# Given text:
⁂
It's an old but durable adage: Be careful what you wish for, as you just may get it.
For decades — indeed, generations — the Republican Party has pined for the dominant power position it enjoys today in Washington. From 1931 until 2001, the GOP held the White House and controlled both chambers of Congress for a grand total of just two years: 1953 and 1954.
George W. Bush is the first Republican retained in the White House with Republican control in both chambers of Congress since Calvin Coolidge in 1924.
That's why a sense of energy pent up over many years permeates the Republican agenda and animates the party's officeholders. It inspires the scope and scale of policy changes and it dictates the pace for pursuing them.
As House Majority Leader Tom DeLay said after Mr. Bush's first presidential election victory four years ago: "We didn't wait all this time to get into the majority so we could go slow."
In this vibrant and promising era, the Grand Old Party could rightly claim to have become a Grand New Party. So why isn't it having more fun?
Although the bankruptcy bill is done, along with one of several bills aimed at revising the tort system, much of the GOP wish list seems to be receding. That includes proposed changes to Social Security, Medicaid and Medicare, the tax code, the immigration laws, energy policy and environmental regulation.
Congress has yet to pass the supplemental appropriation to fund continuing operations in Iraq and Afghanistan. And it appears the government may go without a budget agreement again this year, making it far more difficult to have a proper appropriations process.
Polls in the past 10 days have shown President Bush's public approval sliding five to seven percentage points from earlier this month, when slightly more than half those surveyed approved.
In the Gallup Poll done for CNN and USA Today, the president's approval was at its lowest point ever (45 percent). Gallup also found a small upturn in the percentage of respondents who were willing to call themselves Democrats.
Other measures by CBS News and Newsweek showed similar results, comparable to the president's previous lows, which were recorded in the spring of 2004 around the time of the Abu Ghraib prisoner abuse scandal.
Descending into the mid-40s is not unusual for a second term president, but it is unusual territory for Mr. Bush, who set records for his many months above 70 percent approval in his first term. And it is also unusual to see such a decline without a clear cause.
Some of these polls have been taken since President Bush signed a bill passed by Congress in an eleventh hour effort to keep Terri Schiavo alive. That federal intervention has proven unpopular with the public — even among some elements of the president's demographic base.
But other polling found the president's approval rating slipping even before that episode, suggesting other factors at work. Among them might be the softening of the stock market, the rise in oil and gasoline prices, the controversy over proposed changes to Social Security and the angry reaction to federal budget cuts and federal budget deficits.
The budget element contains the contradiction that all governing parties must face. The people in charge, whoever they are, take heat if they reduce benefits in popular programs (be it Amtrak or Medicaid). But the same folks get hammered when the federal surplus turns into a range of new mountainous deficits.
If Republican leaders in Washington shift costs to the states, they force governors to make the unpopular cuts or impose higher taxes. That puts pressure on Republican governors, most of whom don't have the luxury of deficit spending. Even such anti-tax stalwarts as Mitch Daniels in Indiana, Bob Riley in Alabama and Bill Owens in Colorado find themselves trying to do just that.
The common thread in all this is the onus of unified power. When you are the only party in charge, you are the party in the cross hairs. Yet this GOP, like earlier ruling parties in our history, consists of distinct parts. Making them all function together is frustrating and distracting.
Throughout his first term, President Bush got what he wanted from Congress more often than not. But the grand 2004 mission of reproducing the 1924 Coolidge sweep has now been achieved. The coalition of all Republicans now lacks that special cohesion that only a shared electoral interest creates.
Restoring that cohesion is serious work. And right now it does not look like much fun.
⁂
[Image point grounding records]
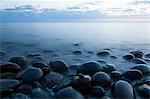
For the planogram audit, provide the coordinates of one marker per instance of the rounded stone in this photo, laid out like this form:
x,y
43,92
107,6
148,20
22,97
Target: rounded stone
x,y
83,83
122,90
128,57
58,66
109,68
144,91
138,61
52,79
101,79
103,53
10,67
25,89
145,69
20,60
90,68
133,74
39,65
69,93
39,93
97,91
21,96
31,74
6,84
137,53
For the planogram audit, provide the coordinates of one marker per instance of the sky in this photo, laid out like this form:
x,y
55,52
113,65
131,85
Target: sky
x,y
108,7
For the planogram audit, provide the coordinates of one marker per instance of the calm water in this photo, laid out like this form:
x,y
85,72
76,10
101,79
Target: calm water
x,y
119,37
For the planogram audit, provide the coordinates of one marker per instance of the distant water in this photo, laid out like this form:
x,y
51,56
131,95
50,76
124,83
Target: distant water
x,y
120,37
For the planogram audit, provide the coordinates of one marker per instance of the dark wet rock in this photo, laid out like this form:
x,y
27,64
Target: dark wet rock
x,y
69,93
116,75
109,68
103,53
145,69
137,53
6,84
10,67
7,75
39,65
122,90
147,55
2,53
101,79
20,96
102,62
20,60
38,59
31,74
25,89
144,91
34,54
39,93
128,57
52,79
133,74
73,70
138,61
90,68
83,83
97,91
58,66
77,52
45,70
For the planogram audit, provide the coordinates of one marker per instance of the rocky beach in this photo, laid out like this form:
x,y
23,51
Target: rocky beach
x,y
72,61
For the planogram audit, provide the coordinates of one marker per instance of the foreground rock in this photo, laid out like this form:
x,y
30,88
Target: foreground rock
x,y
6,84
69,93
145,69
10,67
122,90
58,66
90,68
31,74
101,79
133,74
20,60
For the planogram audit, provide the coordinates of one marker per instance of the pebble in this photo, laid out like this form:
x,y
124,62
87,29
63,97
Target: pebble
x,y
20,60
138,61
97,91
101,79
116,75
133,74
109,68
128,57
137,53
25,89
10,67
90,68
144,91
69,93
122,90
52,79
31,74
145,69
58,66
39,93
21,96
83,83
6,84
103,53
⁂
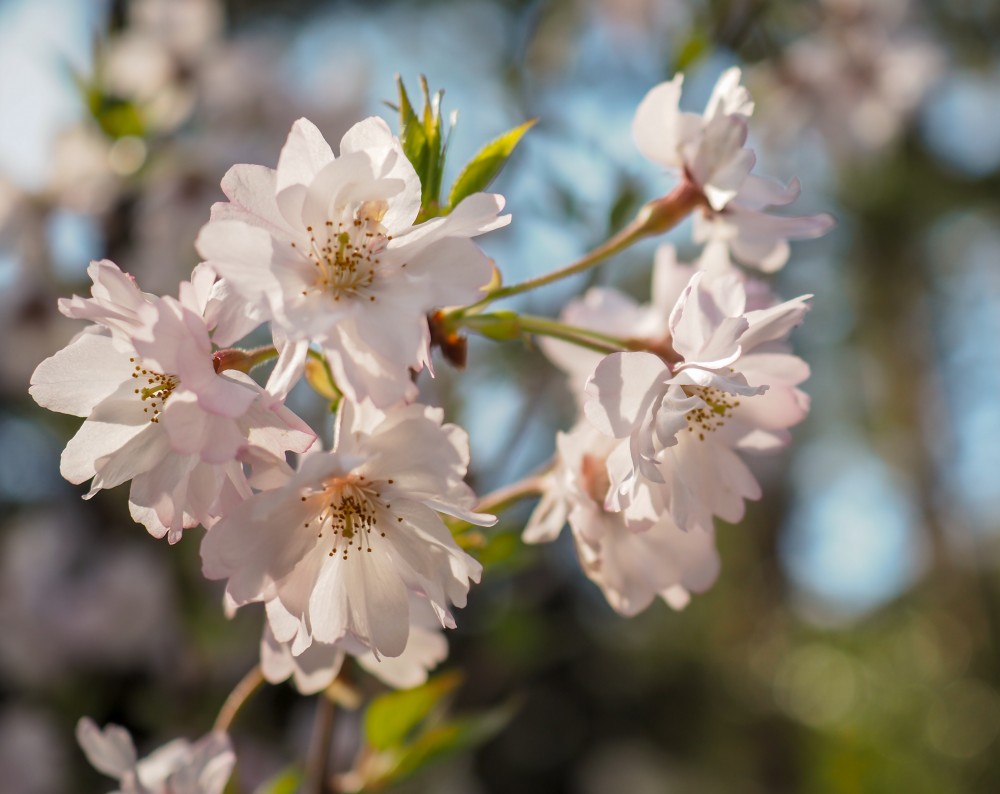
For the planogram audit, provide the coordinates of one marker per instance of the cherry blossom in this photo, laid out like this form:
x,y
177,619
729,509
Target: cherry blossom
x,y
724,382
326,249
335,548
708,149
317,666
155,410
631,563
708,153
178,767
⁂
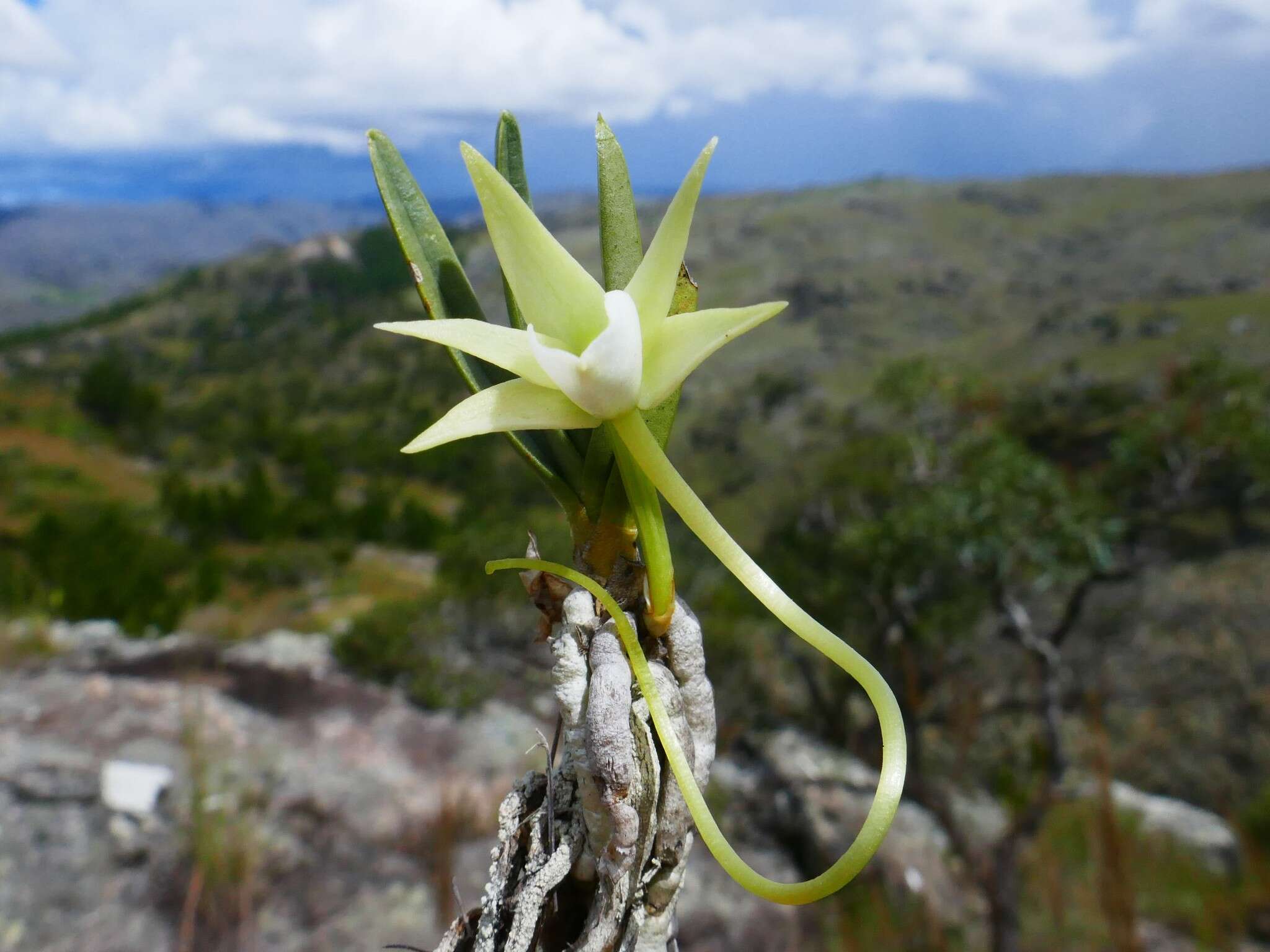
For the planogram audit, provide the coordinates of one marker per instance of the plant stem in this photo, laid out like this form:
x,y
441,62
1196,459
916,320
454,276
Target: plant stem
⁂
# Parts of the exercise:
1. Can you reproduce the column on Republican power between "It's an old" and "for pursuing them.", inclusive, switching "White House" to "presidency"?
2. From the column on Republican power, what are the answers to these?
(a) Between 1931 and 2001, in which years did the GOP hold the White House and control both chambers of Congress?
(b) What approval rating did the Gallup Poll for CNN and USA Today give the president?
(c) Which three governors does the column call anti-tax stalwarts?

# Replies:
1.
It's an old but durable adage: Be careful what you wish for, as you just may get it.
For decades — indeed, generations — the Republican Party has pined for the dominant power position it enjoys today in Washington. From 1931 until 2001, the GOP held the presidency and controlled both chambers of Congress for a grand total of just two years: 1953 and 1954.
George W. Bush is the first Republican retained in the presidency with Republican control in both chambers of Congress since Calvin Coolidge in 1924.
That's why a sense of energy pent up over many years permeates the Republican agenda and animates the party's officeholders. It inspires the scope and scale of policy changes and it dictates the pace for pursuing them.

2.
(a) 1953 and 1954.
(b) 45 percent, his lowest point ever.
(c) Mitch Daniels in Indiana, Bob Riley in Alabama and Bill Owens in Colorado.